* WHAT THE TASK ASKS
Please return exactly the lines from the beginning of the listing up to and including the line with "query: Where is the microphone?", with no pictures.

*** Block opens ***

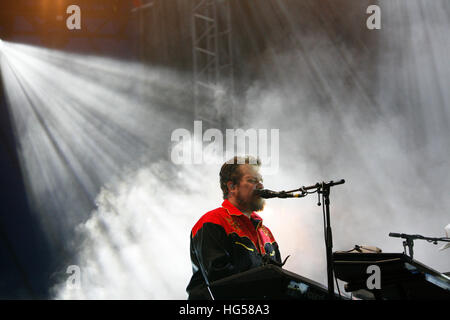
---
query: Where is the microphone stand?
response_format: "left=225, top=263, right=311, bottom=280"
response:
left=286, top=179, right=345, bottom=299
left=322, top=183, right=335, bottom=300
left=389, top=232, right=450, bottom=260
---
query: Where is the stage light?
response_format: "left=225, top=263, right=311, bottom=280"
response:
left=0, top=42, right=196, bottom=299
left=0, top=39, right=5, bottom=57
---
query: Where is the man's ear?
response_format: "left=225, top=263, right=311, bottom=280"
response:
left=227, top=181, right=236, bottom=193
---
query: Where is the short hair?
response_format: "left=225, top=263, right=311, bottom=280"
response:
left=220, top=156, right=261, bottom=199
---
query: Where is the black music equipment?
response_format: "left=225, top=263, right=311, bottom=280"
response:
left=333, top=252, right=450, bottom=300
left=189, top=264, right=346, bottom=300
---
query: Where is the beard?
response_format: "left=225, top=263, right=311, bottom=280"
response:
left=250, top=196, right=265, bottom=212
left=236, top=192, right=266, bottom=212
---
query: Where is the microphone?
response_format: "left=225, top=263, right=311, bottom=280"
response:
left=389, top=232, right=403, bottom=238
left=254, top=189, right=301, bottom=199
left=389, top=233, right=423, bottom=239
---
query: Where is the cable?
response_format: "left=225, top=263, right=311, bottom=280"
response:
left=334, top=272, right=342, bottom=299
left=192, top=237, right=215, bottom=300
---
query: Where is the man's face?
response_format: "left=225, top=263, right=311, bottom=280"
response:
left=233, top=164, right=265, bottom=212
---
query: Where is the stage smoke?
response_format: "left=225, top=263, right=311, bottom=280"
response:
left=1, top=0, right=449, bottom=299
left=239, top=0, right=450, bottom=286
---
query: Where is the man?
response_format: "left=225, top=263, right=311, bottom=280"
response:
left=186, top=156, right=282, bottom=299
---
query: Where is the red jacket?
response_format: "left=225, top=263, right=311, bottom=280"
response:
left=186, top=199, right=282, bottom=298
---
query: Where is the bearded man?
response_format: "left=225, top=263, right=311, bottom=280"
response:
left=186, top=156, right=282, bottom=299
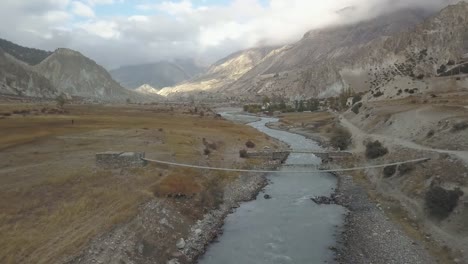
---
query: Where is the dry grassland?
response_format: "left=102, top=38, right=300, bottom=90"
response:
left=0, top=103, right=279, bottom=264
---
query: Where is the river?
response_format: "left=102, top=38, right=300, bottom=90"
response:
left=198, top=112, right=346, bottom=264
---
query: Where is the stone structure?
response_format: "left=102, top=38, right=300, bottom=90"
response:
left=96, top=151, right=147, bottom=169
left=246, top=150, right=352, bottom=164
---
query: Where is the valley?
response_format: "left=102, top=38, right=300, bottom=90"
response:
left=1, top=1, right=468, bottom=263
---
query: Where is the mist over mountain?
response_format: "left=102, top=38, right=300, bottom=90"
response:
left=110, top=59, right=205, bottom=90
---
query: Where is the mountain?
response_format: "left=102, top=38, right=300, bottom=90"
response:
left=219, top=8, right=436, bottom=99
left=0, top=38, right=52, bottom=65
left=110, top=59, right=205, bottom=89
left=157, top=47, right=276, bottom=96
left=135, top=84, right=160, bottom=95
left=33, top=48, right=146, bottom=101
left=0, top=47, right=57, bottom=98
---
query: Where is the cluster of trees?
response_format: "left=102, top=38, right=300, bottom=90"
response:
left=243, top=89, right=363, bottom=114
left=243, top=96, right=321, bottom=114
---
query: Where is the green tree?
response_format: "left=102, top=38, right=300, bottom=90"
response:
left=56, top=95, right=67, bottom=108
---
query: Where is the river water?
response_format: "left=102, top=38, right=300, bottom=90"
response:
left=199, top=113, right=345, bottom=264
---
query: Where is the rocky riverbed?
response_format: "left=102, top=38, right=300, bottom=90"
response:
left=335, top=174, right=437, bottom=264
left=65, top=171, right=270, bottom=264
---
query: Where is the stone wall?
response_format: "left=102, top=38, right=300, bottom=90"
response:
left=96, top=151, right=147, bottom=169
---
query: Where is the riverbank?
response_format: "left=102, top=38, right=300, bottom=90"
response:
left=334, top=174, right=436, bottom=263
left=267, top=112, right=443, bottom=263
left=182, top=172, right=269, bottom=263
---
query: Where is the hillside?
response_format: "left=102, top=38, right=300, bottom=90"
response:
left=0, top=38, right=52, bottom=66
left=157, top=47, right=276, bottom=97
left=110, top=59, right=205, bottom=89
left=220, top=8, right=435, bottom=99
left=135, top=84, right=160, bottom=95
left=34, top=48, right=147, bottom=101
left=0, top=47, right=57, bottom=98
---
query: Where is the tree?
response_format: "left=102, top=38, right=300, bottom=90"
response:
left=56, top=95, right=67, bottom=108
left=298, top=100, right=305, bottom=112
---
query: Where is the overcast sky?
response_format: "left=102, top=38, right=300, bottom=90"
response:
left=0, top=0, right=458, bottom=69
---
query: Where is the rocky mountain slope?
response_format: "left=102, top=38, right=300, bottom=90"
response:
left=222, top=8, right=438, bottom=99
left=159, top=3, right=468, bottom=101
left=0, top=47, right=57, bottom=98
left=0, top=38, right=52, bottom=66
left=230, top=3, right=468, bottom=100
left=157, top=47, right=276, bottom=97
left=34, top=48, right=147, bottom=101
left=110, top=59, right=205, bottom=89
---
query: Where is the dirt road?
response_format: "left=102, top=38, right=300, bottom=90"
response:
left=339, top=115, right=468, bottom=164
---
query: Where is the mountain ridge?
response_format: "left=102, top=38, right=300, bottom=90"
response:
left=110, top=59, right=205, bottom=89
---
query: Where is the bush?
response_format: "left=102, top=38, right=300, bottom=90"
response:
left=426, top=130, right=435, bottom=138
left=351, top=102, right=363, bottom=114
left=239, top=149, right=248, bottom=158
left=245, top=140, right=255, bottom=148
left=151, top=172, right=201, bottom=197
left=425, top=186, right=463, bottom=219
left=203, top=148, right=211, bottom=155
left=352, top=95, right=362, bottom=105
left=365, top=140, right=388, bottom=159
left=330, top=127, right=352, bottom=150
left=398, top=163, right=413, bottom=175
left=383, top=165, right=397, bottom=178
left=55, top=95, right=67, bottom=108
left=452, top=121, right=468, bottom=132
left=373, top=91, right=384, bottom=97
left=199, top=176, right=224, bottom=211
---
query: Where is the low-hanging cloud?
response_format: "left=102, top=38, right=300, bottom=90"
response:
left=0, top=0, right=461, bottom=69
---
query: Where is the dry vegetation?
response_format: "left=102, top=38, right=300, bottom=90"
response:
left=0, top=102, right=280, bottom=264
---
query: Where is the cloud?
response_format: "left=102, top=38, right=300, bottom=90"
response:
left=0, top=0, right=461, bottom=69
left=71, top=1, right=95, bottom=17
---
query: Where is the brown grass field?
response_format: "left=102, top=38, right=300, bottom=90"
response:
left=0, top=103, right=280, bottom=264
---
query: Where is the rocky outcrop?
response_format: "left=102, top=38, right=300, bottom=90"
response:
left=0, top=48, right=57, bottom=98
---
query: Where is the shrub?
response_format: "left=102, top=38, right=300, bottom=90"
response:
left=351, top=102, right=363, bottom=114
left=425, top=186, right=463, bottom=219
left=330, top=127, right=352, bottom=150
left=56, top=95, right=67, bottom=108
left=426, top=130, right=435, bottom=138
left=373, top=91, right=384, bottom=97
left=245, top=140, right=255, bottom=148
left=452, top=121, right=468, bottom=132
left=352, top=94, right=362, bottom=105
left=151, top=172, right=201, bottom=197
left=365, top=140, right=388, bottom=159
left=239, top=149, right=248, bottom=158
left=203, top=148, right=211, bottom=155
left=398, top=163, right=413, bottom=175
left=383, top=165, right=397, bottom=178
left=199, top=176, right=224, bottom=211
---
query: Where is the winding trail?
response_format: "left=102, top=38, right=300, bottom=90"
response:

*** Block closes ***

* RESULT FOR THIS EXERCISE
---
query: Where is the microphone stand?
response_format: "left=225, top=263, right=311, bottom=280"
response:
left=286, top=179, right=345, bottom=299
left=322, top=183, right=335, bottom=300
left=389, top=232, right=450, bottom=260
---
query: Where is the stage light?
response_format: "left=225, top=263, right=311, bottom=280"
response:
left=0, top=42, right=196, bottom=299
left=0, top=39, right=5, bottom=57
---
query: Where is the man's ear?
response_format: "left=225, top=263, right=311, bottom=280"
response:
left=227, top=181, right=236, bottom=193
---
query: Where is the short hair?
response_format: "left=225, top=263, right=311, bottom=280"
response:
left=220, top=156, right=261, bottom=199
---
query: Where is the black music equipment?
response_format: "left=225, top=263, right=311, bottom=280"
response:
left=333, top=252, right=450, bottom=300
left=189, top=264, right=346, bottom=300
---
query: Where is the beard?
response_format: "left=225, top=263, right=311, bottom=280"
response:
left=250, top=196, right=265, bottom=212
left=236, top=192, right=266, bottom=212
---
query: Where is the microphone?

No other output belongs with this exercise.